--- YOUR INSTRUCTIONS ---
The records below are to be returned exactly as written, minus their pictures.

--- EXCERPTED DATA ---
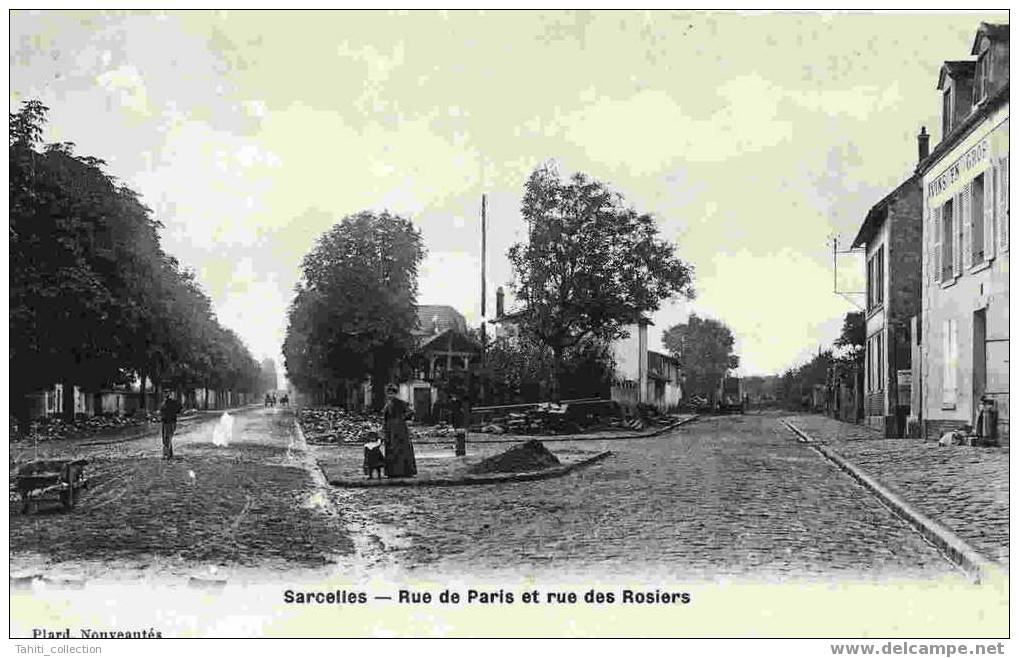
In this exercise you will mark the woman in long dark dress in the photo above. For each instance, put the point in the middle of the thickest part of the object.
(399, 460)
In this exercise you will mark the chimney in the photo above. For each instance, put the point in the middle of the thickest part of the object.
(923, 143)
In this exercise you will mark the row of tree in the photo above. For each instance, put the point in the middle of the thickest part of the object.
(843, 365)
(354, 312)
(591, 267)
(94, 298)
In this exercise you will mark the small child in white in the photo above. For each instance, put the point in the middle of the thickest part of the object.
(374, 458)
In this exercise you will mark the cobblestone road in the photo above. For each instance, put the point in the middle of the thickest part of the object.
(251, 503)
(964, 488)
(729, 496)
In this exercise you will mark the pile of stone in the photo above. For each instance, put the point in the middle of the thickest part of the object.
(532, 455)
(53, 428)
(325, 425)
(442, 430)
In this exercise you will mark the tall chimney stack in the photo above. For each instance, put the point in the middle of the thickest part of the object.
(923, 143)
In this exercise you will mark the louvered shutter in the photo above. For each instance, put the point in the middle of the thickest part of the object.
(1003, 204)
(936, 229)
(989, 181)
(947, 362)
(966, 217)
(959, 228)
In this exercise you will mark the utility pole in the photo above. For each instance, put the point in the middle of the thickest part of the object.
(484, 231)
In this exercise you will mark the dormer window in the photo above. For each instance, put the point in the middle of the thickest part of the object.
(982, 76)
(956, 84)
(947, 112)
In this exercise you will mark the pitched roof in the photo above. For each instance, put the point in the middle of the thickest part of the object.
(995, 32)
(960, 68)
(965, 127)
(434, 319)
(452, 339)
(875, 217)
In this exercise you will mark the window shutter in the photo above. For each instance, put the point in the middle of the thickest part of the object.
(966, 215)
(989, 182)
(947, 362)
(954, 362)
(935, 217)
(1003, 204)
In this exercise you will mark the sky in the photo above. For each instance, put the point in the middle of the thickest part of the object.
(752, 138)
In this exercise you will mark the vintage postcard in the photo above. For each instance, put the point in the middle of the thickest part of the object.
(510, 324)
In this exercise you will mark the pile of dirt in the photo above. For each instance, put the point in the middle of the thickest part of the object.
(532, 455)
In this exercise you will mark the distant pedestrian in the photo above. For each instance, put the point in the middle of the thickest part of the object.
(399, 461)
(168, 415)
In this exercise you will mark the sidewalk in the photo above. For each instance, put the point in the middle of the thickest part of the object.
(964, 488)
(610, 435)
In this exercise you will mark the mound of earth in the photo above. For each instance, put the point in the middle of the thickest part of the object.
(532, 455)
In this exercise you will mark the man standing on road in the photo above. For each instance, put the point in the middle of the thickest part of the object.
(168, 415)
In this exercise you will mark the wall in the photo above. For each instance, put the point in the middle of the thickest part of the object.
(875, 401)
(977, 287)
(626, 351)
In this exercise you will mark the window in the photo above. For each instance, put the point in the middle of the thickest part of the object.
(875, 357)
(948, 240)
(947, 112)
(982, 71)
(976, 219)
(875, 279)
(950, 363)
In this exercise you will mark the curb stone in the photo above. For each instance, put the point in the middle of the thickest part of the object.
(546, 474)
(955, 548)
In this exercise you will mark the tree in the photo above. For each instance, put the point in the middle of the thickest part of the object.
(796, 384)
(355, 308)
(94, 299)
(853, 338)
(704, 348)
(591, 265)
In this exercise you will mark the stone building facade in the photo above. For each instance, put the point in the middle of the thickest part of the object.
(964, 340)
(891, 235)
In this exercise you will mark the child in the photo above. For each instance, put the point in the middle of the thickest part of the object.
(374, 459)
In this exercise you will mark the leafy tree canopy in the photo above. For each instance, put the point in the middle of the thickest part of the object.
(591, 266)
(704, 348)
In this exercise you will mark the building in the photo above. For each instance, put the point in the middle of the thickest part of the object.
(641, 376)
(964, 319)
(891, 235)
(443, 347)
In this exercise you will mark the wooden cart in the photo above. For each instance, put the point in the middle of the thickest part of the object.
(49, 479)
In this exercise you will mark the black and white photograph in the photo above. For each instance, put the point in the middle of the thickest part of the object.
(489, 323)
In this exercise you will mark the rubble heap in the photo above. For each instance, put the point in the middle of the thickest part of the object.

--- TASK ANSWER ---
In this exercise you will mark the woman in long dark dress in the photo above. For each instance, put the point in the middle of the thickest part of the object.
(399, 460)
In this exercise you will mark the chimney in the photo above. For each instance, put the point in the middle of the thickest part of the object.
(923, 143)
In this exercise you will mark the row of tree in the photo above. For each instance, put the point in the middle of the thickest part of the object.
(843, 365)
(354, 312)
(591, 267)
(94, 298)
In this exercise you will mark the small child in white in the photo above. For each instance, put the point in the middle of the thickest part of the object.
(374, 458)
In this exercise you will mark the cobblestone road in the photo above. For each instance, put the point in the middle of the thickest part of the object.
(251, 503)
(964, 488)
(729, 496)
In this exercise you will mark the pile of stone in the photo above. For each instance, put the point in the middle of the thickest part of the object.
(532, 455)
(53, 428)
(325, 425)
(442, 430)
In this exercise you will mark the tall chimney stack in the photo above. For each instance, put the point in the middle of the thickest part of the object.
(923, 143)
In this exercise you will mark the louvered shutter in the photo above. For each instance, put the point in the middle of the thickest part of the object.
(1003, 204)
(936, 229)
(989, 181)
(947, 362)
(966, 217)
(959, 228)
In this exercise you will mark the utility pole in the photo above. For each instance, put the point in the middle of the thickest part of the object.
(484, 231)
In this exercise you will mark the dormer window in the photo above. For each instance, put the point in the middle of the thickest part of the object.
(982, 76)
(956, 84)
(947, 112)
In this exercise you will mark the pitched roof in the photo above. For each instance, put the point in the middle of the thickest part of the object.
(995, 32)
(960, 68)
(965, 127)
(434, 319)
(452, 339)
(875, 217)
In this exercise you will mark the window shutter in the photo above. For each instance, put the point in the middle of the thickest part of the object.
(966, 215)
(989, 182)
(947, 362)
(954, 362)
(935, 217)
(1003, 204)
In this exercise you will mark the sky in the photo above. For each instance, put the point in the middle of the thickest part of the object.
(752, 138)
In this exercise you will mark the vintage postcard in the photo above. For each instance, put the point in the middle of the thickest part of the object.
(510, 324)
In this exercise you will mark the pile of dirt in the photo above. For each instance, put the point in the middle of the thickest part of the object.
(532, 455)
In this exercise you will mark the distant pedestrian in the photo above. For each instance, put the point in the middle of the thickest part of the object.
(399, 461)
(168, 415)
In this exercise you will mark the sidewalk in the photo above. For each instance, put the point in the middle of the thickest part of the object.
(964, 488)
(610, 435)
In this exercise you will mark the mound of earth in the photo above. For each instance, put the point in the middle of the thickest part of the object.
(532, 455)
In this exercise you will mark the man standing on road in the photo above. For each instance, put the point in the middle of the thickest part of the object.
(168, 415)
In this exercise you will mark the wall in the photo above. For each instance, put the point in the middle of the thickest part of the object.
(875, 401)
(977, 287)
(626, 351)
In this exercise you will mark the window in the photo above. For each instance, put the point in the middle of the thickest part of the object.
(875, 357)
(948, 240)
(947, 112)
(982, 71)
(976, 219)
(875, 279)
(950, 363)
In this exercise you will mark the curb stone in the photo above. For each instance, put the point in the middle of the thickest part of the object.
(546, 474)
(955, 548)
In this exercise you will mark the tree in the photo above. For each instance, put the point in the middle of the thickest part of the object.
(796, 384)
(355, 308)
(94, 299)
(853, 338)
(704, 348)
(591, 265)
In this exercise you will mark the stone building facade in the photo above. For each instance, put the point in the middle of the thickest part of the object.
(964, 340)
(891, 235)
In this exercise you will mark the child in the photo above. For each instance, put the point in the middle of the thickest part of the object.
(374, 459)
In this exercise you will mark the leafy tree canopy in the photo above. For each instance, put the point in the middle of the thickest part of the object.
(591, 266)
(704, 348)
In this exercise you will mark the building in the photo above. For each instance, put the point in the middle of the thickest part of the object.
(641, 376)
(964, 319)
(891, 235)
(443, 347)
In this exercise you will mark the wooden cart in the photo above. For each instance, put the point in the middle of the thickest part of the object.
(49, 479)
In this exercise you will mark the black and white photograph in the photo above. For each instance, put the point in the middle of the thickest part of the object.
(489, 323)
In this exercise you will mark the rubble heap in the photo above. For each instance, put the point in the middle of the thickest part of the object.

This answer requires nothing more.